About this task » Within the material below, how many lines include "window"? Answer with the count only.

Supplied material »
○ ○ ○ ○
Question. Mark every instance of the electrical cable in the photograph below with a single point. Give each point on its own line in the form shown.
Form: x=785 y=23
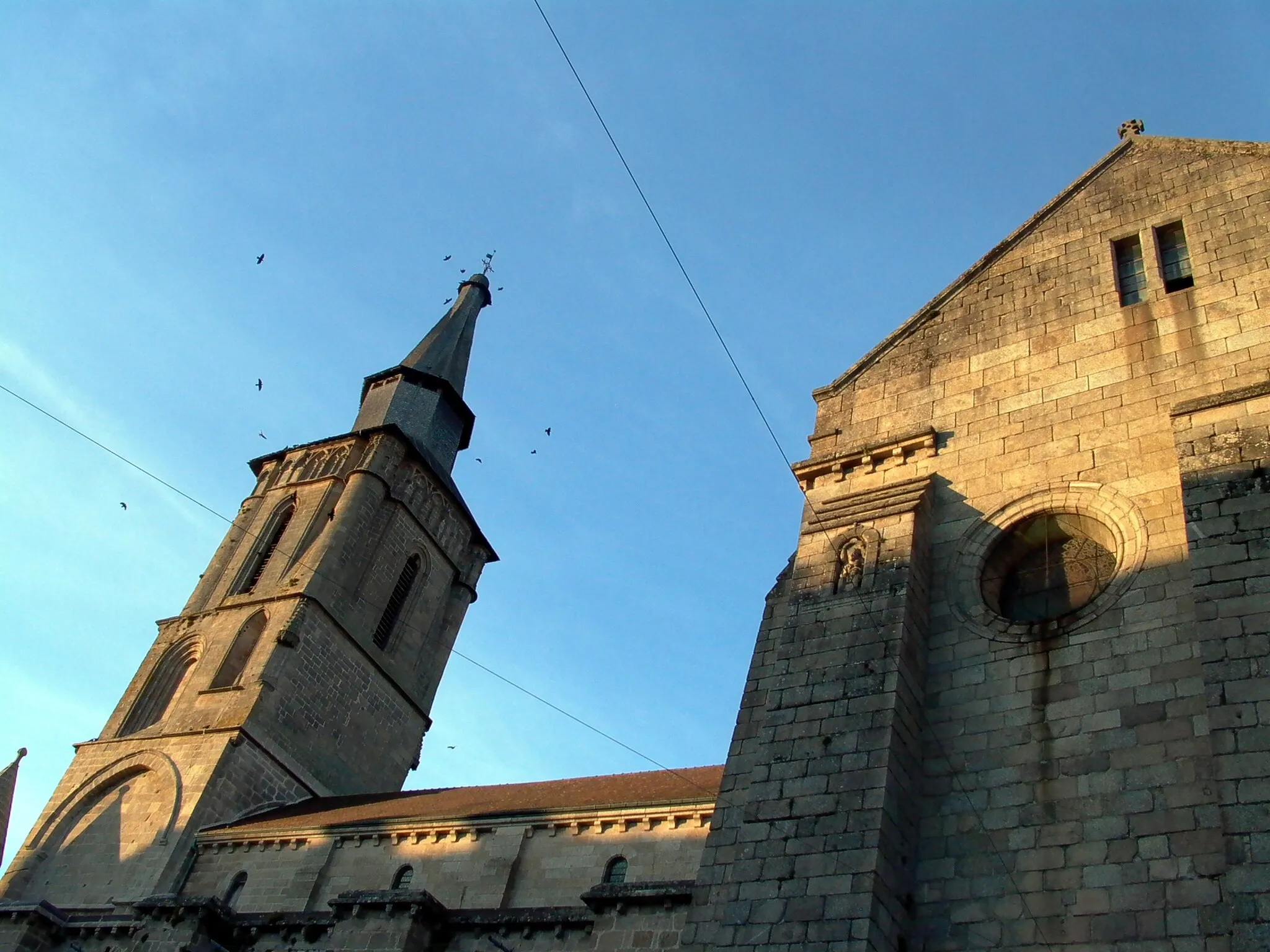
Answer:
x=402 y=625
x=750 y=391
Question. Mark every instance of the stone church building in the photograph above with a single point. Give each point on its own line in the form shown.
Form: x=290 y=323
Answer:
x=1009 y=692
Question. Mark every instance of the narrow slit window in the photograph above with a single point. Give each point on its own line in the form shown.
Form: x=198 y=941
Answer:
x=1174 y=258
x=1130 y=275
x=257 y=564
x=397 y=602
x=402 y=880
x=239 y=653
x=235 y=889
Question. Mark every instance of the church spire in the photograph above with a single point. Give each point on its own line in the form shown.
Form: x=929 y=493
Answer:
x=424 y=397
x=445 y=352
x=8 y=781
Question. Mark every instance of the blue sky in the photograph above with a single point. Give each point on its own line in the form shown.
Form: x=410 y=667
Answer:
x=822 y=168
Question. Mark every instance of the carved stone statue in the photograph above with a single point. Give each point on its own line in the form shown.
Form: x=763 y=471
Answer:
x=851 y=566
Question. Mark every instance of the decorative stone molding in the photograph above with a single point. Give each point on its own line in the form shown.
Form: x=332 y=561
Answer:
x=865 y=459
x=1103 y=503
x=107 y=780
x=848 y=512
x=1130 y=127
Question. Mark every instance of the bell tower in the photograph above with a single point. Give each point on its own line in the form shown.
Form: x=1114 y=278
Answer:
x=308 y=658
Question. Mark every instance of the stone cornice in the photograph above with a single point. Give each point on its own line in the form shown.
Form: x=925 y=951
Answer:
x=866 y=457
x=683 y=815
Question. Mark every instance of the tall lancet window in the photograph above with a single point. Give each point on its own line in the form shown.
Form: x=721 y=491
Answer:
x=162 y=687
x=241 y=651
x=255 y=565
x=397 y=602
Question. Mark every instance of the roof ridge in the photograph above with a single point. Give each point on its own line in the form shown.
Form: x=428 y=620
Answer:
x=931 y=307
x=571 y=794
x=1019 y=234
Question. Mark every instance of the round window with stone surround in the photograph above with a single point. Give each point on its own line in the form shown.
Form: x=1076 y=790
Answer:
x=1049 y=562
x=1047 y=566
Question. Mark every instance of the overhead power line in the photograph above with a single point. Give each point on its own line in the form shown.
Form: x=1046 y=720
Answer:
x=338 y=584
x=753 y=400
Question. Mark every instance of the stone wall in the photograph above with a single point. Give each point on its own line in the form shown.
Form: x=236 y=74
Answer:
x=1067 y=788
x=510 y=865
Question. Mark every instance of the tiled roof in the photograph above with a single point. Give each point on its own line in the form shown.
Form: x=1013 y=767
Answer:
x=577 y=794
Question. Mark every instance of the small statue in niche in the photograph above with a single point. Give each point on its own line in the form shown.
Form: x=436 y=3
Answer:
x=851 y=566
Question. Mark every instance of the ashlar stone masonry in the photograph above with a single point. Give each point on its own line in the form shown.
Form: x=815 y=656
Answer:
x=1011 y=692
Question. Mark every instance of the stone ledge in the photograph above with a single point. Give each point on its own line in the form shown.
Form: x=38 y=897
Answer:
○ ○ ○ ○
The completed task » 3